_阅读材料_:
■ ■ ■ ■ ■

一种数据同步方法、装置、设备及存储介质,方法包括:在相同种类的加速设备之间构建一级物理拓扑,在不同种类的加速设备之间构建二级物理拓扑;二级物理拓扑中各加速设备通过缓存一致性协议连接;按照一级物理拓扑通过scatter_reduce通信方式对加速设备中的待同步数据进行第一处理,按照二级物理拓扑通过scatter_reduce通信方式对加速设备中第一处理后的数据进行第二处理;按照二级物理拓扑通过all_gather通信方式对加速设备中第二处理后的数据进行第三处理,并按照一级物理拓扑通过all_gather通信方式对加速设备中的第三处理后的数据进行第四处理。

Description

一种数据同步方法、装置、设备及存储介质
相关申请的交叉引用
本申请要求于2022年04月29日提交中国专利局、申请号202210468218.4、申请名称为“一种数据同步方法、装置、设备及存储介质”的中国专利申请的优先权,其全部内容通过引用结合在本申请中。
技术领域
本申请涉及模型训练技术领域,特别涉及一种数据同步方法、装置、设备及存储介质。
背景技术
随着深度神经网络的广泛应用,其模型尺寸变得越来越大,这种增长使得高效的模型训练变得更加重要,分布式训练应运而生。目前的分布式模型训练方法有数据并行和模型并行两种。其中最常用且应用最广泛的是数据并行方法。数据并行方法将待训练的输入数据进行划分,每次训练迭代过程中在多块加速设备上同时训练多个batch(批量)数据。数据并行又分为同步数据并行和异步数据并行两种方法。其中同步数据并行方法,所有加速设备计算完batch数据梯度后,统一将多个梯度合在一起,更新共享模型参数。这种方法可以减少用于计算梯度的权重的陈旧性,使模型最终能够达到较高的收敛精度,具有较好的统计效率,因此应用广泛。在同步数据并行的分布式算法中,Allreduce(集合通信)集合通信算子发挥着重要作用,Allreduce是一个集合通信算子,它的目标是将不同计算节点中的数据整合之后再把结果分发给各个节点,最终使得各计算节点都拥有整合后的数据。

■ ■ ■ ■ ■

_所给数据_:
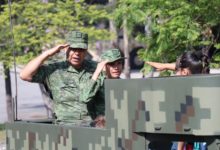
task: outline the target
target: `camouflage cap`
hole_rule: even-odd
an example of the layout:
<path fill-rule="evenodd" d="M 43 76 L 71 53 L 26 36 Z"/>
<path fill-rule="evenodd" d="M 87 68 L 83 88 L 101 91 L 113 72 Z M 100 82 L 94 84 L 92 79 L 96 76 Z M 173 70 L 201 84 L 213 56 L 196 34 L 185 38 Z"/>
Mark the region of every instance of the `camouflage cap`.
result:
<path fill-rule="evenodd" d="M 102 61 L 107 60 L 108 62 L 114 62 L 116 60 L 125 59 L 125 57 L 122 57 L 118 49 L 109 49 L 102 53 L 101 59 Z"/>
<path fill-rule="evenodd" d="M 88 34 L 80 31 L 71 31 L 66 37 L 71 48 L 88 49 Z"/>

■ ■ ■ ■ ■

_练习_: 请逐字抄录阅读材料中从“Description”开始、到“计算节点都拥有整合后的数据。”为止的部分，首尾这两处词语也要包括在内。

_本题答案_:
Description

一种数据同步方法、装置、设备及存储介质
相关申请的交叉引用
本申请要求于2022年04月29日提交中国专利局、申请号202210468218.4、申请名称为“一种数据同步方法、装置、设备及存储介质”的中国专利申请的优先权,其全部内容通过引用结合在本申请中。
技术领域
本申请涉及模型训练技术领域,特别涉及一种数据同步方法、装置、设备及存储介质。
背景技术
随着深度神经网络的广泛应用,其模型尺寸变得越来越大,这种增长使得高效的模型训练变得更加重要,分布式训练应运而生。目前的分布式模型训练方法有数据并行和模型并行两种。其中最常用且应用最广泛的是数据并行方法。数据并行方法将待训练的输入数据进行划分,每次训练迭代过程中在多块加速设备上同时训练多个batch(批量)数据。数据并行又分为同步数据并行和异步数据并行两种方法。其中同步数据并行方法,所有加速设备计算完batch数据梯度后,统一将多个梯度合在一起,更新共享模型参数。这种方法可以减少用于计算梯度的权重的陈旧性,使模型最终能够达到较高的收敛精度,具有较好的统计效率,因此应用广泛。在同步数据并行的分布式算法中,Allreduce(集合通信)集合通信算子发挥着重要作用,Allreduce是一个集合通信算子,它的目标是将不同计算节点中的数据整合之后再把结果分发给各个节点,最终使得各计算节点都拥有整合后的数据。